● Exercise
Show every line of the material that follows in which the word "with" occurs.

● Data
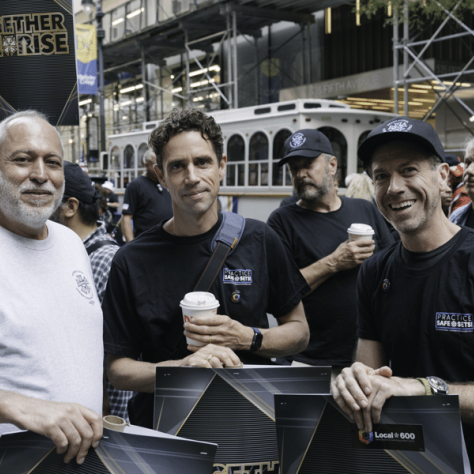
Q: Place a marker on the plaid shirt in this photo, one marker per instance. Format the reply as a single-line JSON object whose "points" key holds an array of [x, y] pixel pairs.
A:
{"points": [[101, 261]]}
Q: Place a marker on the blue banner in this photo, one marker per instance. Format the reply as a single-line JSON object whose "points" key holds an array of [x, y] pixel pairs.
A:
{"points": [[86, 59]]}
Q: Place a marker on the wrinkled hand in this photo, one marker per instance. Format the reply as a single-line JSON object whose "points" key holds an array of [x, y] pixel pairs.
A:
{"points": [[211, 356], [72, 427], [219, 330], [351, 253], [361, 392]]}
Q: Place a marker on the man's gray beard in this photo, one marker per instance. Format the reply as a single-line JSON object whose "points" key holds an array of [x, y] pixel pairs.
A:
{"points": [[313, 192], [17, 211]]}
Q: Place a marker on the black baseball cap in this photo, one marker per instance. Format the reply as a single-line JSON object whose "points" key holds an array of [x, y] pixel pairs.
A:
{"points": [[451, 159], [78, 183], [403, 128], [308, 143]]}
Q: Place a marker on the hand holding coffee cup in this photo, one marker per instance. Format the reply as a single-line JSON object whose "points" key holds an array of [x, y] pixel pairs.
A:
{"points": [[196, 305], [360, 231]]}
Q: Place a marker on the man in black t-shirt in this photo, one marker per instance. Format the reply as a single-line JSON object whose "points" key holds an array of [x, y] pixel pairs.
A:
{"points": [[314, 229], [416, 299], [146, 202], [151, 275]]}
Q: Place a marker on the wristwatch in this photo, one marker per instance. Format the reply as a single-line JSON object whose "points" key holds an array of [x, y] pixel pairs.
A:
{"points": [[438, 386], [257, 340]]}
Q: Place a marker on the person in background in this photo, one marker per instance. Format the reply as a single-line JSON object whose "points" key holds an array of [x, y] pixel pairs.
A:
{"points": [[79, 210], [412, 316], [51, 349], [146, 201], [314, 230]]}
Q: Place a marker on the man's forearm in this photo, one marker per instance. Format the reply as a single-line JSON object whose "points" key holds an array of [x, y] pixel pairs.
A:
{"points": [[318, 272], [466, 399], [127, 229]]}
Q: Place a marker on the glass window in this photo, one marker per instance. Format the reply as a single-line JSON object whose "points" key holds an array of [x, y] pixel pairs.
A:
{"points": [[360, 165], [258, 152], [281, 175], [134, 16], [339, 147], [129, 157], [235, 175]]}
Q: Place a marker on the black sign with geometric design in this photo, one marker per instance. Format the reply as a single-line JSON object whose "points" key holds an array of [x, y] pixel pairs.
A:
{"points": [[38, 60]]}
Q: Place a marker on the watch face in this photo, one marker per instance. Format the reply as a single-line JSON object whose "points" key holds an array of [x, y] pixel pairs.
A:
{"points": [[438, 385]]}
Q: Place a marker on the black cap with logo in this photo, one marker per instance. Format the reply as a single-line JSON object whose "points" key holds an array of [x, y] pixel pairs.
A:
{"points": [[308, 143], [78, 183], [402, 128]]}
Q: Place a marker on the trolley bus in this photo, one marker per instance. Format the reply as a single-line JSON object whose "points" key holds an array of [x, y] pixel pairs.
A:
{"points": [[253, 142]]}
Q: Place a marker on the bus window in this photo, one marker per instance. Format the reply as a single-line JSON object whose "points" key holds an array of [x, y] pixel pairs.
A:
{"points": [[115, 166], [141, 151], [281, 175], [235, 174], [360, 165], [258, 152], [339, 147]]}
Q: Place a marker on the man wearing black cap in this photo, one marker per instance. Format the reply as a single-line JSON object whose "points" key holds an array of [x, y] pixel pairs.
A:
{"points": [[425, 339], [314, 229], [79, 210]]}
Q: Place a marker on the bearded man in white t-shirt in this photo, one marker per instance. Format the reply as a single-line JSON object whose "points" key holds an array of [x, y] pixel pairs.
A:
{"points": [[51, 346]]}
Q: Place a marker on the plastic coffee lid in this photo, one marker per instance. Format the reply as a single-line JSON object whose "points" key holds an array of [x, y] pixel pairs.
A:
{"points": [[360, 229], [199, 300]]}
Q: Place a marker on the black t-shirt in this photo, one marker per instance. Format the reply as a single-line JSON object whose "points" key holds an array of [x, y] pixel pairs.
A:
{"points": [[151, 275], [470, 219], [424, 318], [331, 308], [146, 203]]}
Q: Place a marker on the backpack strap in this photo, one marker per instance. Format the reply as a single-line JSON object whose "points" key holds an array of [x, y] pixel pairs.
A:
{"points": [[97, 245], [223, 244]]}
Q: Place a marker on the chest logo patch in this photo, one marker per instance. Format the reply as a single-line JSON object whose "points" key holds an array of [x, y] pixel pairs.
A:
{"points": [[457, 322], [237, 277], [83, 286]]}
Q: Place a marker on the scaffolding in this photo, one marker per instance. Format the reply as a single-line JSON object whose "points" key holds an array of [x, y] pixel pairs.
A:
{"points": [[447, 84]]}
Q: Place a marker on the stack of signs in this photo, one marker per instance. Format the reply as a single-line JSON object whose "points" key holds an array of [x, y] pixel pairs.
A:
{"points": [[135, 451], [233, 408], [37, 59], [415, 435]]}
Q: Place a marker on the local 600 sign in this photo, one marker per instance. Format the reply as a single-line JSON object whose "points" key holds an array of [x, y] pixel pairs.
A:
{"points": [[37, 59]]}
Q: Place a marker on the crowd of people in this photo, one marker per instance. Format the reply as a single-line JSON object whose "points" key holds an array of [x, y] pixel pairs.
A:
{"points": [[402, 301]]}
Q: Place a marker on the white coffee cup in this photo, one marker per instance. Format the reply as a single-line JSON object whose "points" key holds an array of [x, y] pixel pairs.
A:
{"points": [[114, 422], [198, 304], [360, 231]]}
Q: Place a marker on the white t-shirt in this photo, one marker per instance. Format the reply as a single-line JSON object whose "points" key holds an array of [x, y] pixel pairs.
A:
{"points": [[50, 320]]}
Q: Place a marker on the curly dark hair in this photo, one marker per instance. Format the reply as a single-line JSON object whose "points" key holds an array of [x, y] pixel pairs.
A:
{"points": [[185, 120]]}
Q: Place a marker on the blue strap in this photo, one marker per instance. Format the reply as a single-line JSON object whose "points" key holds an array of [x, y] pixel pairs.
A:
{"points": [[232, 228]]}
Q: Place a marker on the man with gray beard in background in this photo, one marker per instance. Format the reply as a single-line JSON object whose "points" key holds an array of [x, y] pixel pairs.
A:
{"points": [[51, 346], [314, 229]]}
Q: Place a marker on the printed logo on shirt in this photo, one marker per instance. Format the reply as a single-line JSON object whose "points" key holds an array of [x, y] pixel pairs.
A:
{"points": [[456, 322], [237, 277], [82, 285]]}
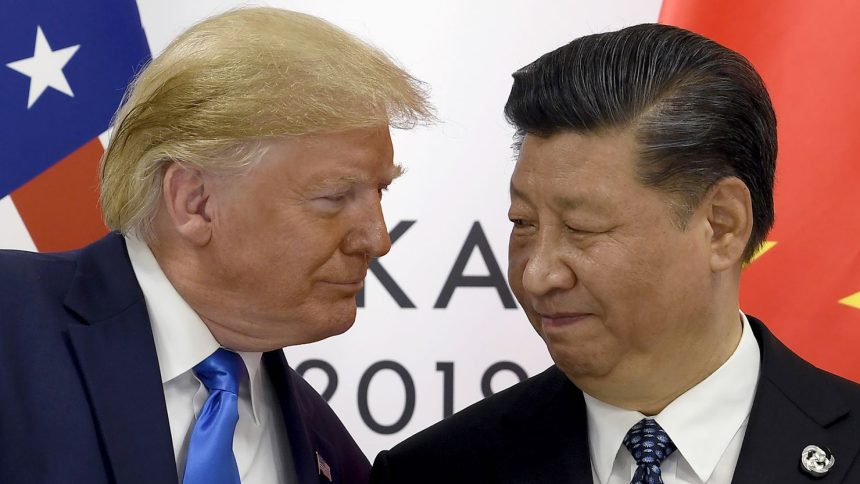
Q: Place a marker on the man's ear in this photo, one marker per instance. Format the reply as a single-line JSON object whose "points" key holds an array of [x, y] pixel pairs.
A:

● Result
Q: Place a marker on the black sign with geometric design in this photo, one marker per instance. Format the reply as a single-line JSON object whose "points" key holds an array of [x, y] pixel pairs.
Q: Place a marker on the black cap with logo in this photo, one marker per instance. Format the reply as a single-line JSON object whose "points" key holds an array of [x, y] pixel pairs.
Q: Place a marker on the man with gray beard in background in this photo, one marker per instance. Format the reply as a single-line JSON object whose "points" key holds an array of [x, y] pixel pairs.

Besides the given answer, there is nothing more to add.